Required task: Reproduce every line of the listing below word for word, without changing, adding, or leaving out anything.
* * * * * * *
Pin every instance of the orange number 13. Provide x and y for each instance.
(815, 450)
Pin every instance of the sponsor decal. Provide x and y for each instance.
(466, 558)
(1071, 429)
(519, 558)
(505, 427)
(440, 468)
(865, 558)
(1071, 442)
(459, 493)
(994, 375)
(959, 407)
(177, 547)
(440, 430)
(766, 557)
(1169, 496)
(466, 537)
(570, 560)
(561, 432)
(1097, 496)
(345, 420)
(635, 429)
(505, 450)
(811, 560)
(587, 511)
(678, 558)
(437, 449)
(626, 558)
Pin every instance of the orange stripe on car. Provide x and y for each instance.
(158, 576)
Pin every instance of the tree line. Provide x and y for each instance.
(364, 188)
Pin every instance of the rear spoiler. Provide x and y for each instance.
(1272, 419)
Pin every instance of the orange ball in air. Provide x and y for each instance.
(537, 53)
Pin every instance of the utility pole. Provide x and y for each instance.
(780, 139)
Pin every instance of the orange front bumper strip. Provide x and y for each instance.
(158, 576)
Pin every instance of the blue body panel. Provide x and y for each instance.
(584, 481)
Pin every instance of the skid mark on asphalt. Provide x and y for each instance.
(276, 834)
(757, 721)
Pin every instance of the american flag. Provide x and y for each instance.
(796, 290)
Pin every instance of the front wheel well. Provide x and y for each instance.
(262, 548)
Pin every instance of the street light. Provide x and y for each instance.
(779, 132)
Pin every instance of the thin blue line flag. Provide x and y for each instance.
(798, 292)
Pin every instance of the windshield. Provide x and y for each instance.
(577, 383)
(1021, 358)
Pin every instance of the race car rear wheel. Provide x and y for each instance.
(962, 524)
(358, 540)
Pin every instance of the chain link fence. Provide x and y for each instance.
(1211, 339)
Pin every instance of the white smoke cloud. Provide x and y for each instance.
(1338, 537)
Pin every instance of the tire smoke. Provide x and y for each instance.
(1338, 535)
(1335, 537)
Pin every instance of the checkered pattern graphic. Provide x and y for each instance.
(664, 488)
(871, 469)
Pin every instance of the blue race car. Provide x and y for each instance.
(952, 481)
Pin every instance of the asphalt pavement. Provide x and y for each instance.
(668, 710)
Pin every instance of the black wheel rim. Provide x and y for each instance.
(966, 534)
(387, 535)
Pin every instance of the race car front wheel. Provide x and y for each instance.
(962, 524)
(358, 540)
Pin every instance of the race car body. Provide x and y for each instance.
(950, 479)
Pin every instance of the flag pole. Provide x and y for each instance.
* * * * * * *
Result for this exercise:
Pin every instance of the orange number 13. Provide x and y for each instance.
(815, 450)
Pin every instance of the sponsor decal. Provide x and y for each instance.
(466, 558)
(1071, 429)
(519, 558)
(505, 427)
(440, 468)
(865, 558)
(1071, 442)
(459, 493)
(994, 375)
(959, 407)
(177, 547)
(440, 430)
(766, 557)
(1169, 496)
(466, 537)
(570, 560)
(561, 432)
(1097, 496)
(345, 420)
(635, 429)
(505, 450)
(811, 560)
(587, 511)
(678, 558)
(437, 449)
(626, 558)
Pin every instance of the orange stripe on car. Provide x and y for each instance.
(158, 576)
Pin every instance of the tree line. Provide x and y for each instance.
(364, 188)
Pin every instance of the rear spoiler. Provide x and y for each instance.
(1272, 419)
Pin every instance of the orange ball in air. Provide x and y for each instance.
(537, 53)
Pin every instance of the utility pole. Provide x and y for each instance.
(780, 139)
Pin every instance of the orange front bumper strip. Provide x and y for each instance.
(158, 576)
Pin every instance of the blue body panel. Provide x and y for each instance.
(584, 481)
Pin every instance of the skid mark on asphalt. Provide x and y for each instance.
(276, 834)
(757, 721)
Pin every instance of the american flag. Provide x and y for each instance.
(796, 290)
Pin every instance of the front wheel well. Provide x and y for each instance.
(262, 548)
Pin every instance of the street light. Provide x and y for each instance.
(779, 132)
Pin every instance of the thin blue line flag. Provide x and y for each instance.
(798, 292)
Pin every instance of the windshield. Provide x and y for each instance.
(577, 383)
(1021, 358)
Pin every instance of the race car rear wheel. Provide x and y for each instance.
(962, 524)
(358, 540)
Pin every instance of the chain link fence. Provide x and y for each instance.
(1211, 339)
Pin every instance of the white smoke cloud. Provide x and y for each instance.
(1338, 537)
Pin every instance of the tire smoke. Provide x and y for each instance.
(1338, 535)
(1335, 537)
Pin every instance of the checkered pattern graphic. Provide x and y for each instance.
(664, 488)
(871, 469)
Pin every instance of the blue race car. Provide x and y for each instance.
(952, 481)
Pin every instance of the asphalt pavement. Provide x and y for each instance.
(668, 710)
Pin every instance of the black wheel rim. Provide x and y for each instance.
(966, 534)
(387, 535)
Pin every instance of the race car front wheel. Provide x and y for each instance.
(962, 524)
(358, 540)
Pin every instance of the race car body. Provide x and y for each instance.
(950, 479)
Pin every instance of the flag pole. Provide x and y for each instance.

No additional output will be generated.